What to do: Repeat every line of the records below word for word, but leave the pictures out of your answer.

Material shown:
— begin —
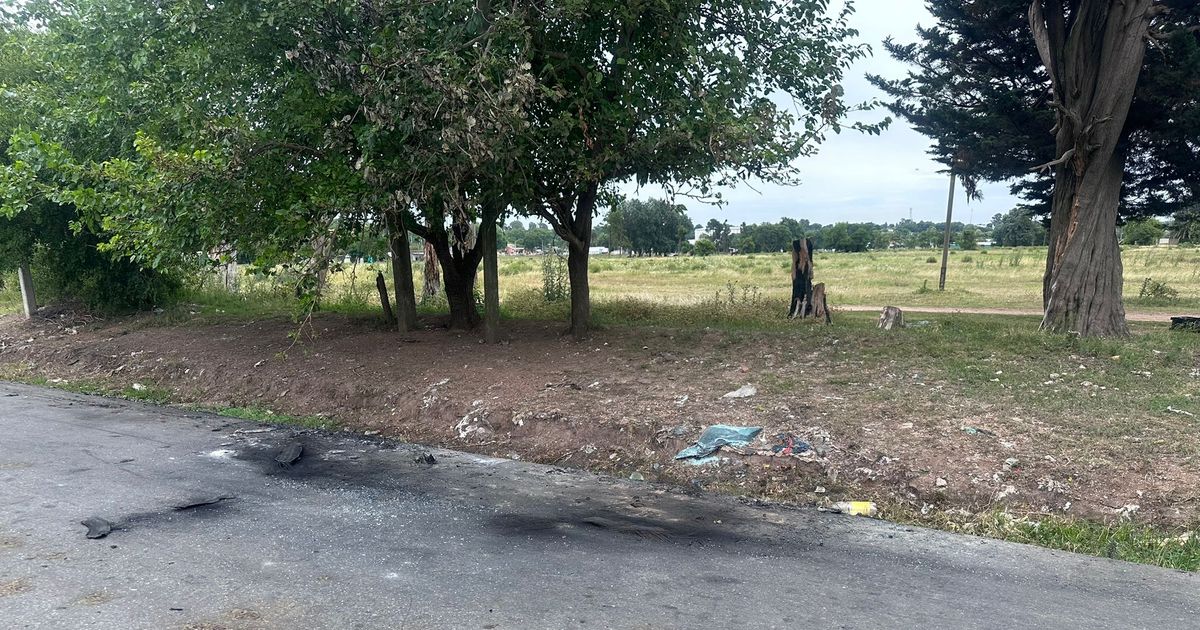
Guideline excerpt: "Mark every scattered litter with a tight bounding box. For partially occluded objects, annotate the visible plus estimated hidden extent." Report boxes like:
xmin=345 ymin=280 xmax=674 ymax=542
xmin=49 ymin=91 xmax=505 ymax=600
xmin=275 ymin=442 xmax=304 ymax=468
xmin=1117 ymin=503 xmax=1141 ymax=518
xmin=828 ymin=500 xmax=880 ymax=516
xmin=170 ymin=497 xmax=233 ymax=512
xmin=674 ymin=425 xmax=762 ymax=463
xmin=770 ymin=433 xmax=812 ymax=457
xmin=79 ymin=516 xmax=113 ymax=539
xmin=721 ymin=383 xmax=758 ymax=398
— end —
Output:
Guideline excerpt: "Mark every scattered litter with a tight bounding box. For partially occluded objects, annotate the visible plus estimated hidden extent." Report boxes like:
xmin=345 ymin=280 xmax=674 ymax=542
xmin=49 ymin=91 xmax=505 ymax=600
xmin=275 ymin=442 xmax=304 ymax=468
xmin=1117 ymin=503 xmax=1141 ymax=518
xmin=828 ymin=500 xmax=880 ymax=516
xmin=170 ymin=497 xmax=233 ymax=512
xmin=674 ymin=425 xmax=762 ymax=463
xmin=770 ymin=433 xmax=812 ymax=457
xmin=79 ymin=516 xmax=113 ymax=539
xmin=721 ymin=383 xmax=758 ymax=398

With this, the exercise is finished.